====== Listed entries
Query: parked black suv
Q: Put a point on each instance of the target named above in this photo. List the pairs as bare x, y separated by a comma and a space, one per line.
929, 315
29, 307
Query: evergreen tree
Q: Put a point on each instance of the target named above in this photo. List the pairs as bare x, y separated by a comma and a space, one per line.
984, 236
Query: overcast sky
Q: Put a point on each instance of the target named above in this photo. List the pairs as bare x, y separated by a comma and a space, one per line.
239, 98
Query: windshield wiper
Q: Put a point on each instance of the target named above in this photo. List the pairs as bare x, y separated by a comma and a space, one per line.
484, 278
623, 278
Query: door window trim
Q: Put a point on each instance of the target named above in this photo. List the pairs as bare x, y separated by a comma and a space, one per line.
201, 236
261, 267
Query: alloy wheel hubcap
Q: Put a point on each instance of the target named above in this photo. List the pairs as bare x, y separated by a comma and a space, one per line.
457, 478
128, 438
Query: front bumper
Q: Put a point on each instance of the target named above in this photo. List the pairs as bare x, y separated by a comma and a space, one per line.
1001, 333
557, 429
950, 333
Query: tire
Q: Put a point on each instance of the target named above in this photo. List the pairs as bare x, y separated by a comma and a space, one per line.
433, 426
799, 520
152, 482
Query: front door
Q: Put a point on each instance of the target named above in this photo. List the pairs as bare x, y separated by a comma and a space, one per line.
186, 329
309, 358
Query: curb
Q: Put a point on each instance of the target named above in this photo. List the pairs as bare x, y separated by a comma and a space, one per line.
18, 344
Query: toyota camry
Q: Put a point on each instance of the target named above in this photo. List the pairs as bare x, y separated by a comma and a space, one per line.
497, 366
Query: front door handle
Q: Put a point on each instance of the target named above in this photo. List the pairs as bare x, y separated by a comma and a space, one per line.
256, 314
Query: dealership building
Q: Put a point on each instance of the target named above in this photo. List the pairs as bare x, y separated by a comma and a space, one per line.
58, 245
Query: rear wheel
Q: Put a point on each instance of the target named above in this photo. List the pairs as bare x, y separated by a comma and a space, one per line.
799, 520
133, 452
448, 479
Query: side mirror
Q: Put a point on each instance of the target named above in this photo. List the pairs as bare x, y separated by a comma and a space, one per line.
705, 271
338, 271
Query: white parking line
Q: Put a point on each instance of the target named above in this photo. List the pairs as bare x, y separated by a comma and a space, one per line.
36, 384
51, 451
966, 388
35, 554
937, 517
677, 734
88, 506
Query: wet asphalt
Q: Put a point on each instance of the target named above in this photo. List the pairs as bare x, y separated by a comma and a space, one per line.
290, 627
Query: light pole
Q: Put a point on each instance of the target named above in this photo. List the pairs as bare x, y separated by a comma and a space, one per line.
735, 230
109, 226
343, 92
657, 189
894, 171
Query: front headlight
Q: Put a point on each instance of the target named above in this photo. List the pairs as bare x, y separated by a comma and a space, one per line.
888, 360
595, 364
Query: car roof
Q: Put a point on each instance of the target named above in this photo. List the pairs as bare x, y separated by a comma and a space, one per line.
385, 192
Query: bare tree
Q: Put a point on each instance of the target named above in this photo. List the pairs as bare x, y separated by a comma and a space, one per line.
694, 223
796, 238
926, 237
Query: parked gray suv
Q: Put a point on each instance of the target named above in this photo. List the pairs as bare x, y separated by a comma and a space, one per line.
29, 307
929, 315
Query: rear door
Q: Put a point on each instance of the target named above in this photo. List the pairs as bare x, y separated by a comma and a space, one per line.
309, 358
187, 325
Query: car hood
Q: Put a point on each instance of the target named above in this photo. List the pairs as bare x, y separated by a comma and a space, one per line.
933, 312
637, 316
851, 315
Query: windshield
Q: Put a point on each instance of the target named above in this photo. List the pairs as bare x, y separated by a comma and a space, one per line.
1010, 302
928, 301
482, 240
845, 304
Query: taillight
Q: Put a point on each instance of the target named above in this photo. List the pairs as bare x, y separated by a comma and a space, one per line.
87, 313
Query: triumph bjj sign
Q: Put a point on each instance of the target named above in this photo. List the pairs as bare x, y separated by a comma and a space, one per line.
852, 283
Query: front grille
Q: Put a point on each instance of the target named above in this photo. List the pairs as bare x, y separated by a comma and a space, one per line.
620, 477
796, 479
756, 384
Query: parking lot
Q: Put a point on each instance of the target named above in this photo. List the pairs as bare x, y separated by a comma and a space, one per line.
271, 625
============
Exercise requirements
Retyping the whole listing exactly is the task here.

Exercise result
Query: parked black suv
Q: Put a point on each instance of the target named above in this photo. List the pairs as bare x, y separated by a comma and a space, one per line.
929, 315
29, 307
Query: evergreen tree
Q: Put a point on each instance of the target named above in this photo. List the pairs as bare x, y separated by a comma and a space, one per line.
984, 236
Query: overcast sky
Q: Put a point on each instance of the target named above in this photo. List the pairs as bare x, y separated by a comma and a space, one per line.
239, 98
Query: windshield wiper
Q: Put a point on each instance of the target named above in this photo. List the pairs as bare x, y separated by a comma and a space, one per line.
484, 278
623, 278
Query: door window trim
Q: Put a point on each instance of the target named above in this photo. List the pairs as bare x, y separated by a comma and a space, one per line.
201, 236
261, 267
Query: alloy wheel hubcap
Q: Put a point on each instance of the target named above in this photo. List the pairs as bare x, y separated by a comma and a space, one per line.
457, 478
128, 438
Query: front bumper
Q: Put a point on each instance of the target named above in this photo. List the pairs as bare x, y separated by a comma and a space, one per line.
1001, 333
557, 429
950, 333
Query: tire
Q: Put a point on each instance of the target named above in this photo. List the pairs as bare x, y separated by a comma and a space, one per line.
433, 426
799, 520
152, 482
Query: front door
Q: Put a point on each instance of the target named above in this photo. List the pairs as bare x, y separated by a comma and a space, one per line.
186, 329
309, 358
Query: curb
Q: Put a point on each instance of the target named above in this photo. List the pairs as bare x, y separated by a comma and a space, one per line.
18, 344
Query: toyota camry
Q: Put a point on each instance of the target named above in this photo. List the pairs as bare x, y separated by a comma and a space, one per line.
497, 366
Query: front door handle
Q: Put a point on each instance of the target named above in this photo. List the pairs as bare x, y separated by a comma and a space, one per line.
256, 314
Query: dealership building
Q: Put a point on each instance of the target named above in this photo. List the pairs as bare x, y separated by a comma and a space, one per line.
58, 245
Query: rear wheel
Q: Put a point on each instance of the target named above in this photo. List the pairs as bare x, y separated by a comma and a space, one per line.
799, 520
133, 452
448, 479
Query: side mirror
Q: Put a point on each instance of the target named above in this photo. List the pairs as bare x, y separated by a comma and a space, one per line.
705, 271
338, 271
Query: white parking line
Q: Put a point on each instance of the target named above in this photo. List the pairs as bare x, y separated by a comma and a space, one per line.
36, 384
51, 451
966, 388
35, 554
937, 517
677, 734
88, 506
Query: wet asphalt
Q: Put a point on each instance of the target named above in this photo. List the pairs as bare x, y separated by a comma and a space, one per line.
290, 627
Query: light pole
Q: Put a point on each instance of the target named above in this photo. List the pairs as bare x, y separated by a comma and a space, one per line.
735, 230
109, 226
343, 92
657, 189
894, 171
Query: front headlight
Q: Put a point on each instance of the target named above in this photo. List the pairs as bare x, y separated by a comma and a space, one per line.
888, 360
595, 364
Query: car roof
Q: Put a point on each instance of the target named above in this photo. List the pairs as bare x, y separated by a comma and a space, one per line.
385, 192
Query: bare tree
Q: Put a point on each instance of the target named above in this photo. List the pairs as bare x, y separated by a comma and a space, one per line.
694, 223
796, 238
926, 237
Query: parked gray suv
Q: Put a point on each instance of the target named above in this photo. List the pairs as bare x, y separated by a comma and a space, one per line.
29, 307
929, 315
Query: rear door
Q: Put a point on each instance of the target named above in this photo. List the pairs as bare x, y separated by a comma and a space, one per line.
309, 358
187, 325
Query: car hood
Q: Put a point on each instance of the target named above in this photo. List the pairs as bare x, y separated by a comma and a space, one per line.
933, 312
637, 316
851, 315
Query: windshield
Q: Put a point on each instance of the target named above in this photo. List the pairs as bare x, y separated by a comma and a space, one per line.
1010, 302
928, 301
482, 240
845, 304
Query: taillight
Q: Put a point on each instance of the target named above in this photo. List the pairs as bare x, y separated by a comma and a space, one per line.
87, 313
Query: triumph bjj sign
Q: Put a point on each instance of the target named above in this photo. List the pairs as bare x, y separated by a comma and a space, one per line.
852, 283
Query: front grille
Q: Put a point on each instance of the target named above in this photo. List the pairs as bare x, y separated by a comma and a space, one per line.
620, 477
796, 479
756, 384
Query: parking lot
Q: Put a point on each instance of the target named above in this photo. List the pairs as bare x, y separated by a comma and a space, one per line.
271, 625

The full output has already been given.